--- Start Passage to read ---

Holiday
I am generally a very antisocial person. Or at least I used to be. I don’t really have speaking anxiety, for which I credit Russian education. Over there, declarative reading, poetry and prose, is considered to be a talent and most Russian kids of my generation have recited poetry in class and often on stage. If you can’t sing or play a musical instrument, you recite.
So, my social anxiety manifests itself in other ways. A few days before an event, such as a formal dinner out or a signing, I start getting irritable and look for ways to weasel out of it. Strangely, I have no problems with going to dinner with friends or visiting to hang out and play cards.
I also get stressed out during the kids sleepovers, especially when our kids go somewhere else.
Apparently I’ve been cured of my anxiety. We had four teenagers in the house for pretty much the entirety of the Christmas break. Sometimes five. I didn’t only survive, I actually didn’t put up any fights. Sadly nobody offered to give me a Best Behavior medal. I was pretty happy, actually, to have a bunch of kids over. It seemed right for the holidays.
Birthday
This year both my father and Gordon’s aunt called me for my birthday. My father always remembers it but doesn’t always call. Gordon’s aunt never remembers it. I usually get a card two months later, so I feel all special.
Gordon bought me The Relic, which is one of my favorite movies, Kid 2 bought me Gnomeo and Juliet (so I like anything even remotely Shakespearean, leave me alone), and Kid 1 gave me SWTOR, Star Wars The Old Republic Massive Multi-player Online Role-playing Game. I promptly made a Sith warrior, Gordon made a Sith Inquisitor, so we could run around together, and we spent my birthday being evil.

--- End Passage to read ---

→ Your goal:
Answer these about the holiday and birthday post:
(a) What does the writer credit for not having speaking anxiety?
(b) How many teenagers were in the house for most of the Christmas break?
(c) What kind of character did the writer make in Star Wars The Old Republic?
The material that comes after this has no connection to the post.

--- Start Data section ---

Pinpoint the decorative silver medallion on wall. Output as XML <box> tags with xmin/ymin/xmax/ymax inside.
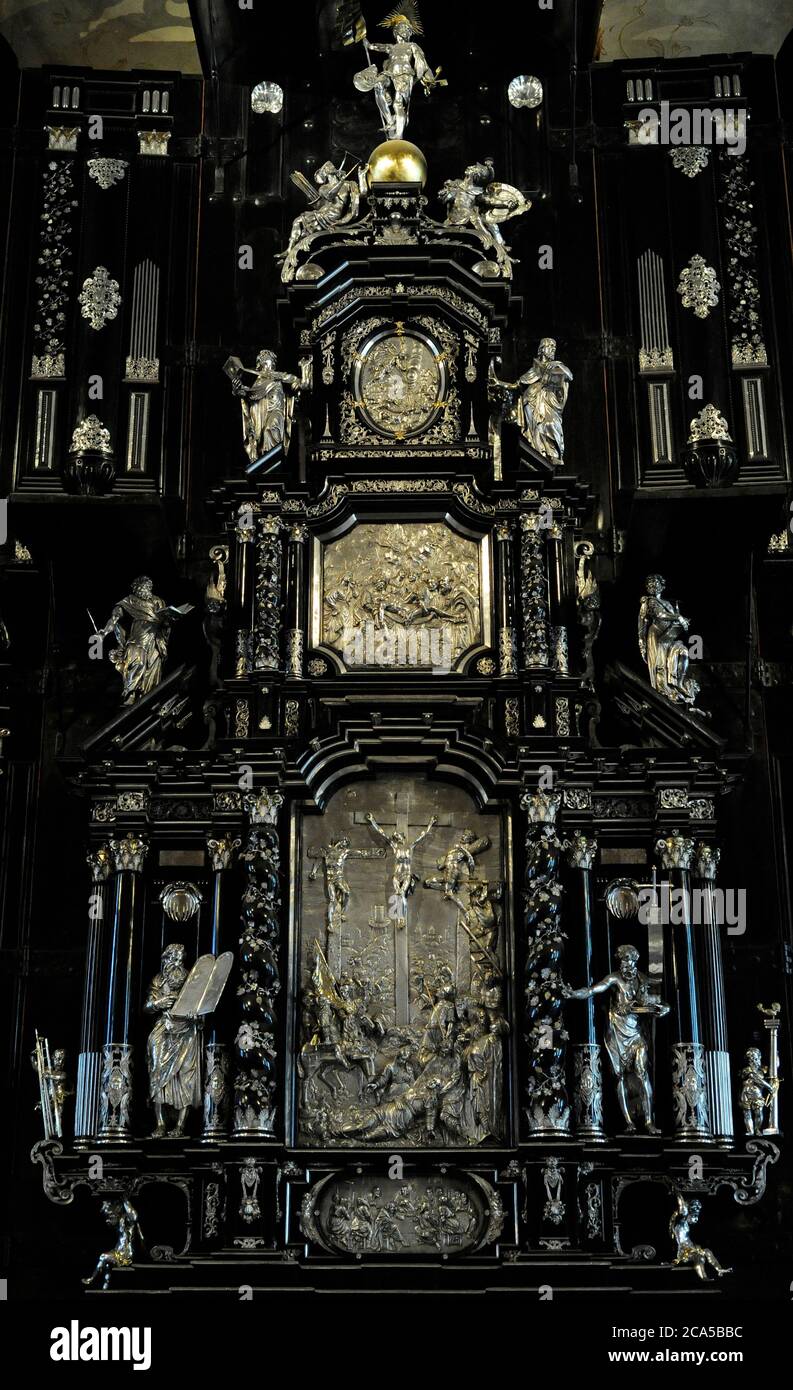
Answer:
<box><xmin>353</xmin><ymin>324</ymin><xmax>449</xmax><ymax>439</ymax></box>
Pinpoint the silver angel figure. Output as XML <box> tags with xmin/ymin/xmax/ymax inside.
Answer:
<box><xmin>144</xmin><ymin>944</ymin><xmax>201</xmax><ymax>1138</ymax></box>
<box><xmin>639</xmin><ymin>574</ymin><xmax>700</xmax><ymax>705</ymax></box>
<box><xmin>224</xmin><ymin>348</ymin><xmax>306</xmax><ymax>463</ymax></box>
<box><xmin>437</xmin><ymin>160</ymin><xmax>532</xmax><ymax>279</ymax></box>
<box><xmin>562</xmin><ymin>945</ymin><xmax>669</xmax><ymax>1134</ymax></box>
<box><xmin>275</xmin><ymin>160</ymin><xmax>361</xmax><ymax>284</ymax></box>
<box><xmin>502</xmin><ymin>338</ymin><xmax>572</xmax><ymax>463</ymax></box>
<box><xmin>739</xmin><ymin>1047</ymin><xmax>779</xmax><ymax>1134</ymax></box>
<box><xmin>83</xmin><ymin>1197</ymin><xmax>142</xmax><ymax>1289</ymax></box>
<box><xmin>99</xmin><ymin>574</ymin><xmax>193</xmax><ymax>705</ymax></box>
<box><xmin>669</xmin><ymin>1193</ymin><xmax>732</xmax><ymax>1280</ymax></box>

--- End Data section ---

→ Exercise response:
(a) Russian education.
(b) Four, and sometimes five.
(c) A Sith warrior.